▸ **Required task**: Count the lines of the data below that contain the string "shirt", with case counting. Reply with the number alone.

--- Begin Working data ---

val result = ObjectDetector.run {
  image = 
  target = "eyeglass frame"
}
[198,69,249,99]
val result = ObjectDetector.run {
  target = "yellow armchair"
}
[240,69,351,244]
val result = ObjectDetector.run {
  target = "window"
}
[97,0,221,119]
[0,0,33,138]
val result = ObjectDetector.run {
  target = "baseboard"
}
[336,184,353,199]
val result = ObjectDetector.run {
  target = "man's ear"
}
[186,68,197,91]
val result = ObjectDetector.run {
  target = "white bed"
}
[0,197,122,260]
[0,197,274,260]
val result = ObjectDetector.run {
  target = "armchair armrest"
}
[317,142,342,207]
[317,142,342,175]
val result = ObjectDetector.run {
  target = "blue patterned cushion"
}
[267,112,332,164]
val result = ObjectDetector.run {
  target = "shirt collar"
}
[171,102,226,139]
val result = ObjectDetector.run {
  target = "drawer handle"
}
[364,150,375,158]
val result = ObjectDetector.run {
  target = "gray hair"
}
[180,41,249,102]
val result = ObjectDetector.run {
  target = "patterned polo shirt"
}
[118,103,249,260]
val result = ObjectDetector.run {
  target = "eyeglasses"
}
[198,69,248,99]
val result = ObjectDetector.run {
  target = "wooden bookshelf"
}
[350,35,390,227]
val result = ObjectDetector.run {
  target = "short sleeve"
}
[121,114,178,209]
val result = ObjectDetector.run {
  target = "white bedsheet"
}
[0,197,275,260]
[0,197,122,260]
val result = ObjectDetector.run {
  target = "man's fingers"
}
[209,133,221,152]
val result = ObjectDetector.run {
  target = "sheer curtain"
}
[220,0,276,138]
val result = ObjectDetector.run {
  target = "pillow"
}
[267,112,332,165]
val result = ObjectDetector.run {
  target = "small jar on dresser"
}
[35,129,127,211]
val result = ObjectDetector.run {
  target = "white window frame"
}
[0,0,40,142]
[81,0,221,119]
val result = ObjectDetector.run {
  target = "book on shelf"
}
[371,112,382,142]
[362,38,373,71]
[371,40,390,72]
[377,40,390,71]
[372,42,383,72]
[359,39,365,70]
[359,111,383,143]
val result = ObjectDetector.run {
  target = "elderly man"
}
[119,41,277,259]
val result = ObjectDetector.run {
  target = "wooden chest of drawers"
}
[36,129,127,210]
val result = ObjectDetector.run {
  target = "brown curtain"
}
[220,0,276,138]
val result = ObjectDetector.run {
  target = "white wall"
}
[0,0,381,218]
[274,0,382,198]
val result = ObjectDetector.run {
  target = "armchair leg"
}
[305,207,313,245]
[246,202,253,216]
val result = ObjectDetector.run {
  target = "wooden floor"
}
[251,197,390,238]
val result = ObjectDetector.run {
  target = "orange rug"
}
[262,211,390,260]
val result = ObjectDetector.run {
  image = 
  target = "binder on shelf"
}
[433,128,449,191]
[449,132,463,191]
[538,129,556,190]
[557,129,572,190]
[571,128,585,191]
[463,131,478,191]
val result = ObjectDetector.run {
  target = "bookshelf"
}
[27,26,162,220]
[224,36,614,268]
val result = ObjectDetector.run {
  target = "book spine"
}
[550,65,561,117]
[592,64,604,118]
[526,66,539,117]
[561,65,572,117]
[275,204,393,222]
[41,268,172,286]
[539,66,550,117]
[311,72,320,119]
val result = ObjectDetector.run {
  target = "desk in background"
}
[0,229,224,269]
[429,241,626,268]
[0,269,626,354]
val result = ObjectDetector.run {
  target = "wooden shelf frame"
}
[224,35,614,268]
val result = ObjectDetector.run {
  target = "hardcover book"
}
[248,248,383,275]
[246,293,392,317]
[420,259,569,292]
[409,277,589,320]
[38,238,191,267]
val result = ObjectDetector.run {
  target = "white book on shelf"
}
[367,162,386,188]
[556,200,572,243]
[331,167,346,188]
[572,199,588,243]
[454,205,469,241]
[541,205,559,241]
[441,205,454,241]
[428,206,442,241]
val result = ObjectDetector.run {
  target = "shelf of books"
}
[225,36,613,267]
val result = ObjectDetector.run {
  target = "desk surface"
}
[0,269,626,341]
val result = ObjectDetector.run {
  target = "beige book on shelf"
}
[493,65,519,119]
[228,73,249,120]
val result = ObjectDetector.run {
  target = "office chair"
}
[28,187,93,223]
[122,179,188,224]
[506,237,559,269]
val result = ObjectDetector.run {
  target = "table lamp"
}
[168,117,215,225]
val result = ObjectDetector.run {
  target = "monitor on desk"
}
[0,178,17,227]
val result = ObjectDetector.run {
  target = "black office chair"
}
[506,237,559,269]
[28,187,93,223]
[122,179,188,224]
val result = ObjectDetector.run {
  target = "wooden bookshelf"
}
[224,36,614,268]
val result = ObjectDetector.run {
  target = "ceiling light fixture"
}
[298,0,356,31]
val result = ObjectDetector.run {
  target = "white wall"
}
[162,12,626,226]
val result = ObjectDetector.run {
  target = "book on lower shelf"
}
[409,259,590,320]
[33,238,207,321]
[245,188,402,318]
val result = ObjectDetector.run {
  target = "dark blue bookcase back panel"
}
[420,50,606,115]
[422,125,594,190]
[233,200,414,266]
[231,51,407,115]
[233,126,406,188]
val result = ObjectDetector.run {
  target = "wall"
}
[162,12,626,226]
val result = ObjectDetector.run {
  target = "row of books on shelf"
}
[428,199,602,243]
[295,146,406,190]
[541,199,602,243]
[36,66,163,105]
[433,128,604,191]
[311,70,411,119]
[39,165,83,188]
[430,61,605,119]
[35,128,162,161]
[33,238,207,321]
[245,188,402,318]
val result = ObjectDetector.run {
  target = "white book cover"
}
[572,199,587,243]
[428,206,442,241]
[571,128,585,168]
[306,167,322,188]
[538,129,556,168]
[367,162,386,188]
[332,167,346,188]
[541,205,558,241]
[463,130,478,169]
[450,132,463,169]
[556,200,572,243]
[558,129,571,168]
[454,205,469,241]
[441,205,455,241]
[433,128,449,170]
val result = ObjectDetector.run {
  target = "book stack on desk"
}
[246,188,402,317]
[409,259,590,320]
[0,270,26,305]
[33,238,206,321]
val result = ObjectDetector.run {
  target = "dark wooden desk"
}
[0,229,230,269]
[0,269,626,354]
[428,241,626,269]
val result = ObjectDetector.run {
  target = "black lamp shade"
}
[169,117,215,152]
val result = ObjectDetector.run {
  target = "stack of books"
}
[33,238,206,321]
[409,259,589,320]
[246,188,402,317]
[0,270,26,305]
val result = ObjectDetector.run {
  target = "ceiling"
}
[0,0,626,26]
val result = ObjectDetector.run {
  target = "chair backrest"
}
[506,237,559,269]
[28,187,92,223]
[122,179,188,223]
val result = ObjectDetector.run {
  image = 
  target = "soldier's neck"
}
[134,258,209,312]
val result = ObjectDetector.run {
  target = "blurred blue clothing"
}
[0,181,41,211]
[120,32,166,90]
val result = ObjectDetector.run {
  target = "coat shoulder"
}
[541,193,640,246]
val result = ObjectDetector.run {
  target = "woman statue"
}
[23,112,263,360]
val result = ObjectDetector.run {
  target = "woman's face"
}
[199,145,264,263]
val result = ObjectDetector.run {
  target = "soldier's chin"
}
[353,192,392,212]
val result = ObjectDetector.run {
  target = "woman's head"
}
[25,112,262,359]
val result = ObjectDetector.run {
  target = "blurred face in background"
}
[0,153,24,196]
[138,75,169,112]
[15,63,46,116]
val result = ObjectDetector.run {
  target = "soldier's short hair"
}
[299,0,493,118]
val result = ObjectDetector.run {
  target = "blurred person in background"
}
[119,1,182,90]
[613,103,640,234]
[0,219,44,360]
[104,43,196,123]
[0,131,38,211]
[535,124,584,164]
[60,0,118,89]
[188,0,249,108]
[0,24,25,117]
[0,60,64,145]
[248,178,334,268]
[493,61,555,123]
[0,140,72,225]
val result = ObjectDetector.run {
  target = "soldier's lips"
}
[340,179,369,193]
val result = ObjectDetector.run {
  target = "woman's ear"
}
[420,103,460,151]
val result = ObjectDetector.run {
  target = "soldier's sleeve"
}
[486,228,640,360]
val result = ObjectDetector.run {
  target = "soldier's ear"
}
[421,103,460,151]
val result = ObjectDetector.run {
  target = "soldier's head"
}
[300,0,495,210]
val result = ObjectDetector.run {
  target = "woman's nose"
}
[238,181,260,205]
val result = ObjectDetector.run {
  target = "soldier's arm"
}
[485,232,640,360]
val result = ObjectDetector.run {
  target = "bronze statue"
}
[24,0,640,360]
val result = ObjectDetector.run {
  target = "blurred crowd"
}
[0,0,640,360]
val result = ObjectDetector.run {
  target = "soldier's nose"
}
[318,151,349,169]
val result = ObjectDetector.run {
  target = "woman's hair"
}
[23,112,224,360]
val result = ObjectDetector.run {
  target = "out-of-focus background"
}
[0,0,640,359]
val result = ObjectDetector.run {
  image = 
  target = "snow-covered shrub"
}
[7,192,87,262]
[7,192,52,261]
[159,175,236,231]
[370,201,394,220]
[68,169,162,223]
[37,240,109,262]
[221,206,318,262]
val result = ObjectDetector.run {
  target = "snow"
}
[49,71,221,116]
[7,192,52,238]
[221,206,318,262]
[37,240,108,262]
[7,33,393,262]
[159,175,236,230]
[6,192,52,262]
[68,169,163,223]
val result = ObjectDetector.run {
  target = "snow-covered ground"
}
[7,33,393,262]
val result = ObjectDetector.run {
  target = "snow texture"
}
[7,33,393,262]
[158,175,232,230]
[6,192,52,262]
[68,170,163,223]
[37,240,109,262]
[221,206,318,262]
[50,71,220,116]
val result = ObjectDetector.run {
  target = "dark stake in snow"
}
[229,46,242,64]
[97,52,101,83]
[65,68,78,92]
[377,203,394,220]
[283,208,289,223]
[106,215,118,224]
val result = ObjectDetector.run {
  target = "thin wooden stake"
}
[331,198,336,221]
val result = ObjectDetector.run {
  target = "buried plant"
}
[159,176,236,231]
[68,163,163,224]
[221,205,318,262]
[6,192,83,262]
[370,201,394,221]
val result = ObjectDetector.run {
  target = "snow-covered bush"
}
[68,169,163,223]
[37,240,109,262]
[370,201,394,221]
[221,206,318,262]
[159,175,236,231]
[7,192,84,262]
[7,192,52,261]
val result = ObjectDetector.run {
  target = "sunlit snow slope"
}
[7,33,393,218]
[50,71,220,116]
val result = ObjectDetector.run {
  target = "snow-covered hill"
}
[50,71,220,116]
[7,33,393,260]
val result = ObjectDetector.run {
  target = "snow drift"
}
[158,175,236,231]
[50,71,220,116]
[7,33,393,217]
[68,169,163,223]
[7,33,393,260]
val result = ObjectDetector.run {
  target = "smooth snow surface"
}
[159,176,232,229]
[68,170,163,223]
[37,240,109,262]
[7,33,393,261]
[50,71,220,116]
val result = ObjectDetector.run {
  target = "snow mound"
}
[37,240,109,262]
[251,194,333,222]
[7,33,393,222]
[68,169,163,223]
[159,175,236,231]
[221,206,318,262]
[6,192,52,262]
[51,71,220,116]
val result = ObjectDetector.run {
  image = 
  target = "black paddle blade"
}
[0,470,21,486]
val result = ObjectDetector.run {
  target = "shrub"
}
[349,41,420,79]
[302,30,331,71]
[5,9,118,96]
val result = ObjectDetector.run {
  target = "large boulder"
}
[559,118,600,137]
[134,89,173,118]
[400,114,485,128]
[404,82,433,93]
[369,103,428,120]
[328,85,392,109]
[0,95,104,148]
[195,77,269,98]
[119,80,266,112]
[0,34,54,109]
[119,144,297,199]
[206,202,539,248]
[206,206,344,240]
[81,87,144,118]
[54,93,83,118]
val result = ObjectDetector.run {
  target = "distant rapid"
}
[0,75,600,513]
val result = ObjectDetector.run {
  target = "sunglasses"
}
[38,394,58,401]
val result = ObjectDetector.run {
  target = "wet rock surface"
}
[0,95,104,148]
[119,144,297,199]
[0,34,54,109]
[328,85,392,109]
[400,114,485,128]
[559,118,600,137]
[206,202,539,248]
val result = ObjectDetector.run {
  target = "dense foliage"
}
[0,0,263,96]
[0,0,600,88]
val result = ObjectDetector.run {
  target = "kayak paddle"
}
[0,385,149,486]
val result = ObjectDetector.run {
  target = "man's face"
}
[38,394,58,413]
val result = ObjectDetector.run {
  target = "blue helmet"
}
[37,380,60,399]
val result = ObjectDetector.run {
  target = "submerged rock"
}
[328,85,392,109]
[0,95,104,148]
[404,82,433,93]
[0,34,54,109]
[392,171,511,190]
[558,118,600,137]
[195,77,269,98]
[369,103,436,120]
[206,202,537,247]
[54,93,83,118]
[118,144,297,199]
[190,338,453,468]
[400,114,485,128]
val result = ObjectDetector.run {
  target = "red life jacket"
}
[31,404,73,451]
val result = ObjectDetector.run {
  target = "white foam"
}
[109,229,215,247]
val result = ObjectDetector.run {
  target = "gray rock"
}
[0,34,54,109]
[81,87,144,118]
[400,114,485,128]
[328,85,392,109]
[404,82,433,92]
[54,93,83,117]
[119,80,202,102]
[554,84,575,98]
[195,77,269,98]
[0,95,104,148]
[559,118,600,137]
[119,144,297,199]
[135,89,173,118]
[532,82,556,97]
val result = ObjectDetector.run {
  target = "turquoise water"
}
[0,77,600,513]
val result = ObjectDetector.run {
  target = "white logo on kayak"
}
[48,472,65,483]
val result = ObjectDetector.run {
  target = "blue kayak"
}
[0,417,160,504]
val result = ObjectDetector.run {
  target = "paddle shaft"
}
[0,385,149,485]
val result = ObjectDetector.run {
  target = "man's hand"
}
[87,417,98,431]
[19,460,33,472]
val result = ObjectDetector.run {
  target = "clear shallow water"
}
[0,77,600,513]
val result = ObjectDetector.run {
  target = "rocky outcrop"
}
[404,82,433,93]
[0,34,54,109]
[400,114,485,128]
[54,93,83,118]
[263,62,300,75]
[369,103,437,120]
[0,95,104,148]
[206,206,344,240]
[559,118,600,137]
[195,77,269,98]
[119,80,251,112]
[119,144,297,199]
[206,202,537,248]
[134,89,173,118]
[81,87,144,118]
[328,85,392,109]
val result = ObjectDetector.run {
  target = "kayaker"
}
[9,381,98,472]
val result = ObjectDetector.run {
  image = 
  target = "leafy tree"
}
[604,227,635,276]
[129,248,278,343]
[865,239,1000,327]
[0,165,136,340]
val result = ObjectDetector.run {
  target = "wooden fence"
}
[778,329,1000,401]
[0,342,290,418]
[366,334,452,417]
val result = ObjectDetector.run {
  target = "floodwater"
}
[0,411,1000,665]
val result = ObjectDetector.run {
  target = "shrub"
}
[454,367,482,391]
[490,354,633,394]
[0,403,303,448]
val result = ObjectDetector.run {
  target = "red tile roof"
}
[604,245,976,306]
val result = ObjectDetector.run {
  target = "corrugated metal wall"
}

--- End Working data ---

▸ **Finished exercise**: 2